I am writing a custom function to generate a co-variance matrix for use in GP regression. Element (i,j) of the matrix is the product of the exponentiated quadratic co-variance function (cov_exp_quad) and g(x_i)*g(x_j) where g(.) is the pdf of a univariate probability distribution such as the normal distribution or Student’s-t.

My problem is that I cannot find in Stan a function that just calculates the pdf, only the functions for incrementing the log-likelihood.

Do such functions exist?

Thanks

yes, e.g.- normal_lpdf

Thanks. I must be blind not to have seen it!

Well that calculates the *log* pdf. If you do actually need the pdf (rare in Stan but occasionally necessary) you can exponentiate.

If our documentation is so terrible that that’s not apparent we really need to fix it!

I had noticed that, Jonah, and as a relatively new user of Stan I am still puzzled why using the pdf itself should be so rare. The exponentiation is an overhead I could do without as it is needed in my application on every iteration, which cannot be efficient.

▸ RECORD EXTRACTS
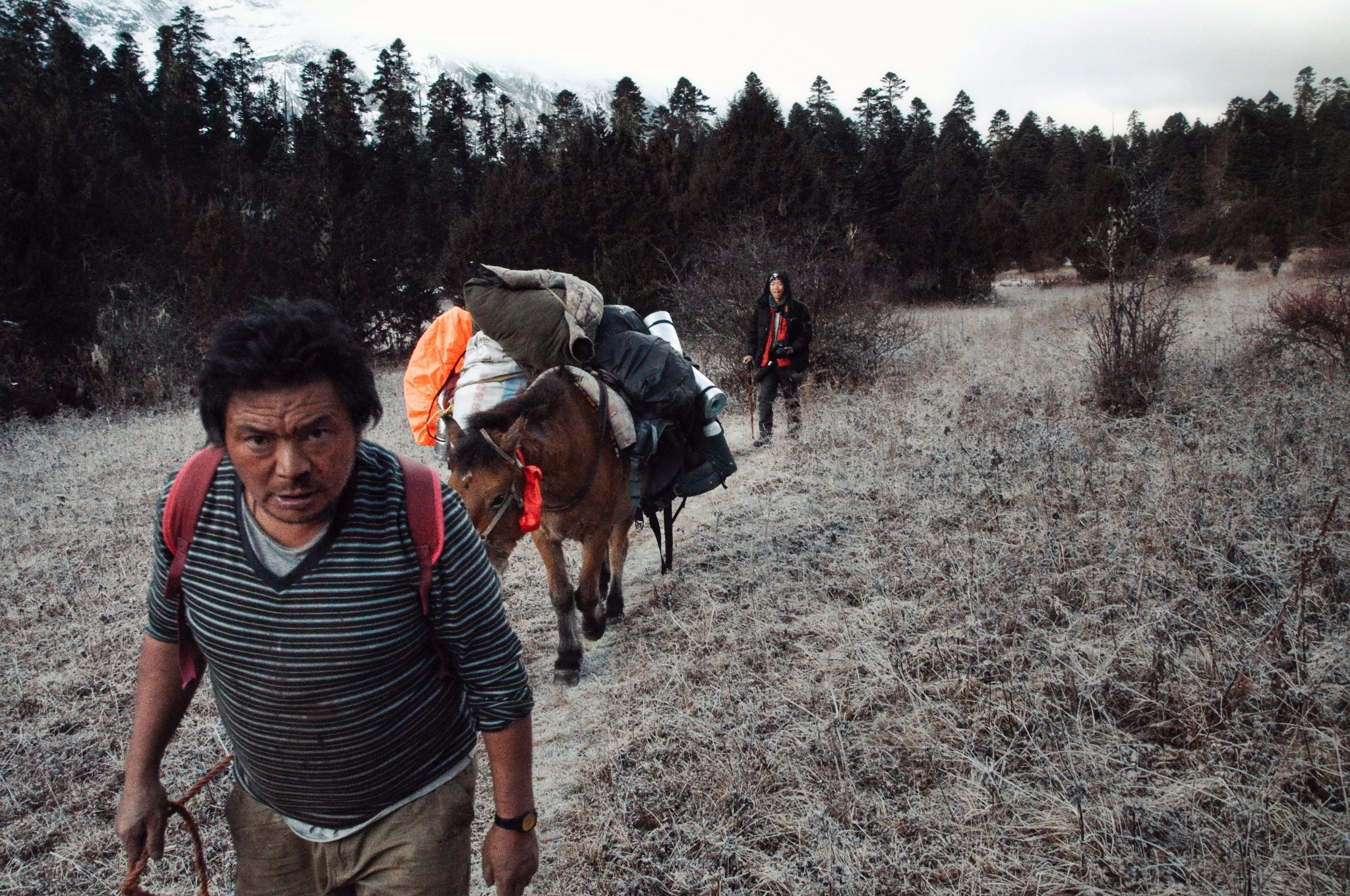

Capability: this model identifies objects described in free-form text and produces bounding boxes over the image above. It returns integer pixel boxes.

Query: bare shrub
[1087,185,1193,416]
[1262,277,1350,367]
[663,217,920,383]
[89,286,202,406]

▸ REQUESTS
1: In the Stan forum thread, which function does the reply give as an example?
2: Write the next reply in the Stan forum thread, following its last post.

▸ THE REPLIES
1: normal_lpdf

2:
non-lpdf calculation overflows so easily there’s almost no point to having it. It’s an extremely common mistake in naive implementations of pretty much any statistical calculation.

It’s what @sakrejda said (and also underflow, which is even more common than overflow). It’s very arithmetically unstable to deal with densities on anything but the log scale.

What are you doing with densities that you need them on something other than the log scale?

I am attempting GP regression with a variance-covariance function which is

based on the product of densities with a quadratic exponential correlation

function. In the case of the normal density some simplification is feasible

analytically but I would still need to evaluate the normal distribution

function.

Most of the libraries providing pdf are computing first lpdf and then exponentiating in the end (there might be rare exceptions where numerical accuracy can be better if not going through lpdf). In Stan if you call lpdf and exponentiate that in Stan code you will not get any overhead as the exponentiating is done in C++ anyway. So don’t worry about the overhead in your case.

Aki

Thanks Aki: very reassuring.

Jeremy

If `exp()`

is being called with something involving only data, then there’s only the overhead of the call to `exp()`

. If it’s done with parameters, there’s additional overdiff overhead.

But the larger concern is underflow/overflow if you take the probability functions off the log scale.

Check out the “Automatic Relevance Determination” section on GPs in the manual. Is something like that what you’re doing?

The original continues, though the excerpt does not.